* begin DATASET RECORDS *
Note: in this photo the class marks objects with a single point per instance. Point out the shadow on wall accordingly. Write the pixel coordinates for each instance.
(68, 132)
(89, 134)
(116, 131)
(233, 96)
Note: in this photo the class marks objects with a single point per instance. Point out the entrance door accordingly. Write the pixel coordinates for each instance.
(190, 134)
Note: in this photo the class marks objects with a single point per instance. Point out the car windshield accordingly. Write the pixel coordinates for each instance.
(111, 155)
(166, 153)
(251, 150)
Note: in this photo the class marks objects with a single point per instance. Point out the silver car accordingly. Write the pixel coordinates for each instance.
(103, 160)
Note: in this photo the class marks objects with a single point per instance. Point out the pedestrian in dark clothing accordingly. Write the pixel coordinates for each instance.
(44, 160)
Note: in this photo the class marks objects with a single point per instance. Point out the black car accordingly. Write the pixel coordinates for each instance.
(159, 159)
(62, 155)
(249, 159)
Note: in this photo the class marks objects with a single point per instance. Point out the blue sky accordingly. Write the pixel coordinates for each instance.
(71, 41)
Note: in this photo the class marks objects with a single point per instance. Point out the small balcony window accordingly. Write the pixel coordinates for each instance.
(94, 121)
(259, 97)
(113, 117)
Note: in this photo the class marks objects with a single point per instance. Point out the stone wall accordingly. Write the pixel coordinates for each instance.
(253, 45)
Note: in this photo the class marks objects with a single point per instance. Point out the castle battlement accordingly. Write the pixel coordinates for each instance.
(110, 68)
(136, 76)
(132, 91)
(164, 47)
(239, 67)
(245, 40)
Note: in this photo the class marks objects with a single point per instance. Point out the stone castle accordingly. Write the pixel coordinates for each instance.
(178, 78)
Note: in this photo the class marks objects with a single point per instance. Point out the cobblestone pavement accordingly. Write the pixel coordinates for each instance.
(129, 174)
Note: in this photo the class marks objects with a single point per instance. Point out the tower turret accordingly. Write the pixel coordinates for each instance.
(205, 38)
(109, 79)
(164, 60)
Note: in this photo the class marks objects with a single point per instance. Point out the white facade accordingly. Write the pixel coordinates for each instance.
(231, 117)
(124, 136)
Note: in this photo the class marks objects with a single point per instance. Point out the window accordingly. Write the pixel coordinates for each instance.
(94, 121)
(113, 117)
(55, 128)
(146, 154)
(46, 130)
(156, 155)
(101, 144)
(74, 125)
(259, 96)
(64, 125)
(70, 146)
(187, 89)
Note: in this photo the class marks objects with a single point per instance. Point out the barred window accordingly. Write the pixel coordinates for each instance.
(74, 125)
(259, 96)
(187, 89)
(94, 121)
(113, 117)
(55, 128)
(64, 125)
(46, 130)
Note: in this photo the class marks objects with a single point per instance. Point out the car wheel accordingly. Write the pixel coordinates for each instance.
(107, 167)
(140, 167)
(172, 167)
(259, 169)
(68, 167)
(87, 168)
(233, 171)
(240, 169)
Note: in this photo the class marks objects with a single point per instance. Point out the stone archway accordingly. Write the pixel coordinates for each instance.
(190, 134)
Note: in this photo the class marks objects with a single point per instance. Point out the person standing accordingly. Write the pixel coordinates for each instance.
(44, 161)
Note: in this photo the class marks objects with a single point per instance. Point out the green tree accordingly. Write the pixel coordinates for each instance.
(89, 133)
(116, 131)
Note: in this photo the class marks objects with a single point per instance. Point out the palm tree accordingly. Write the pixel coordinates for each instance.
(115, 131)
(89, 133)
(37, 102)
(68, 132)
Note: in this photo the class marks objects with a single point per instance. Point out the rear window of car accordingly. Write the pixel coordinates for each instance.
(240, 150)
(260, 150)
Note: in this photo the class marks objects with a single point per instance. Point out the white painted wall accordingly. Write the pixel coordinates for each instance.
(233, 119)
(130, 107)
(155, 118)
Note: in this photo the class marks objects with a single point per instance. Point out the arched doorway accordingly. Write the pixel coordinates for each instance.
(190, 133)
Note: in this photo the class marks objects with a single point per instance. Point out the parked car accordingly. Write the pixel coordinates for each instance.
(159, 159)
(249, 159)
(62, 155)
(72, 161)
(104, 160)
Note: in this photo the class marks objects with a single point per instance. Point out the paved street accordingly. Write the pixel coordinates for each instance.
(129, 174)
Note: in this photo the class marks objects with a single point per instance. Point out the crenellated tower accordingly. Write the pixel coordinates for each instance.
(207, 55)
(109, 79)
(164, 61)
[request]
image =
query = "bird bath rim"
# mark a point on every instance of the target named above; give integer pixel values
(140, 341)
* end DATASET RECORDS *
- WHAT IS NEEDED -
Extract all the material, leaving every line as it is.

- EXERCISE ANSWER -
Note: in this photo the class marks objects with a single point per instance. Point out the shadow on wall accordingly. Write the pixel coordinates for each instance.
(68, 132)
(89, 134)
(116, 131)
(233, 96)
Note: in this photo the class marks objects with a single point per instance. Point out the entrance door accordingly. Write the pixel coordinates for each instance.
(190, 134)
Note: in this photo the class marks objects with a single point per instance. Point out the car windshield accordingly. Write the pixel coordinates for each instance.
(111, 155)
(166, 153)
(251, 150)
Note: in this photo the class marks objects with a single point per instance. Point out the silver car accordingly. Write the pixel coordinates for each instance.
(103, 160)
Note: in this photo the class marks objects with a single point per instance. Point out the pedestrian in dark clothing accordingly. Write the pixel coordinates for each instance.
(44, 160)
Note: in this photo the class marks objects with a single point per instance. Point out the black car accordingly. Write the pixel coordinates for each instance.
(159, 159)
(62, 155)
(249, 159)
Note: in this photo the class marks objects with a single point per instance. Point out the blue sky accordingly. Write the pixel coordinates for each instance.
(71, 41)
Note: in this photo the class marks objects with a single point per instance. Point out the small balcony window accordingly. Write the pixel coordinates for each instance.
(94, 121)
(259, 97)
(113, 117)
Note: in this photo the class marks objects with a single point per instance. Point out the stone wall accordingly. Write the pixel coordinates for each instance.
(253, 45)
Note: in this photo the class marks objects with a single point per instance. Point out the castle battlement accordingly. Write the pixel coordinates for each instance.
(110, 68)
(136, 76)
(132, 91)
(164, 47)
(239, 67)
(245, 40)
Note: in this photo the class marks objects with a single point per instance. Point out the stone castle accordingly. Write the pixel coordinates for each instance.
(178, 78)
Note: in this photo the class marks objects with a single point per instance. Point out the cobblestone pavement accordingly. Write the pixel coordinates for each instance.
(129, 174)
Note: in this photo the class marks objects with a single point per instance. Point out the tower turret accordingly. Write the pixel coordinates for each instance.
(205, 38)
(109, 79)
(164, 60)
Note: in this photo the class marks objects with a single point per instance. Point out the white facade accordingly. Write the pixel coordinates for each instance.
(231, 117)
(124, 136)
Note: in this photo the class marks objects with a single point per instance. Point out the window accordingly. Write the pixel coordinates for each instance.
(94, 121)
(113, 117)
(55, 128)
(146, 154)
(46, 130)
(156, 155)
(101, 144)
(74, 125)
(259, 96)
(64, 125)
(70, 146)
(187, 89)
Note: in this photo the class marks objects with a single point per instance. Point out the barred window accordingly. Write the pixel coordinates for each instance.
(74, 125)
(259, 96)
(187, 89)
(94, 121)
(113, 117)
(55, 128)
(64, 125)
(46, 130)
Note: in this photo the class marks objects with a single point per instance. Point out the car wheel accordingly. Write the pixel coordinates for each instance.
(107, 167)
(140, 167)
(172, 167)
(259, 169)
(68, 167)
(87, 168)
(233, 171)
(240, 169)
Note: in this photo the class marks objects with a single point per instance. Point out the stone archway accordingly. Write the pixel coordinates for each instance.
(190, 134)
Note: in this photo the class marks objects with a single point per instance. Point out the person standing accordingly. Write the pixel coordinates for each instance.
(44, 161)
Note: in this photo the class marks objects with a single point per instance. Point out the green tree accordingly. Write the pixel coordinates for each instance.
(89, 133)
(116, 131)
Note: in this photo the class marks objects with a single point per instance. Point out the palm tree accordingly. Write the pixel coordinates for each instance.
(115, 131)
(89, 133)
(37, 102)
(68, 132)
Note: in this photo the class marks objects with a single point per instance. Point out the rear window of car accordingly. Write the pixel coordinates for each instance.
(240, 150)
(260, 150)
Note: in this photo the class marks objects with a single point per instance. Point out the white painted wall accordingly. Write the pixel coordinates for each instance.
(233, 119)
(130, 107)
(155, 118)
Note: in this photo the class marks objects with a single point per instance. Point out the arched doorway accordingly. Write the pixel coordinates for each instance.
(190, 133)
Note: in this photo the class marks objects with a single point per instance. Point out the parked car accordingly. Write the pixel coordinates for each instance.
(159, 159)
(249, 159)
(62, 155)
(72, 161)
(104, 160)
Note: in this photo the class marks objects with a single point per instance. Point out the paved street accordingly. Write the pixel coordinates for each instance.
(129, 174)
Note: in this photo the class marks objects with a single point per instance. Point out the crenellated tower accordingly. Write the pixel coordinates for each instance.
(207, 55)
(109, 79)
(164, 61)
[request]
image =
query = "bird bath rim"
# mark a point on every instance of the target named above; give integer pixel values
(140, 341)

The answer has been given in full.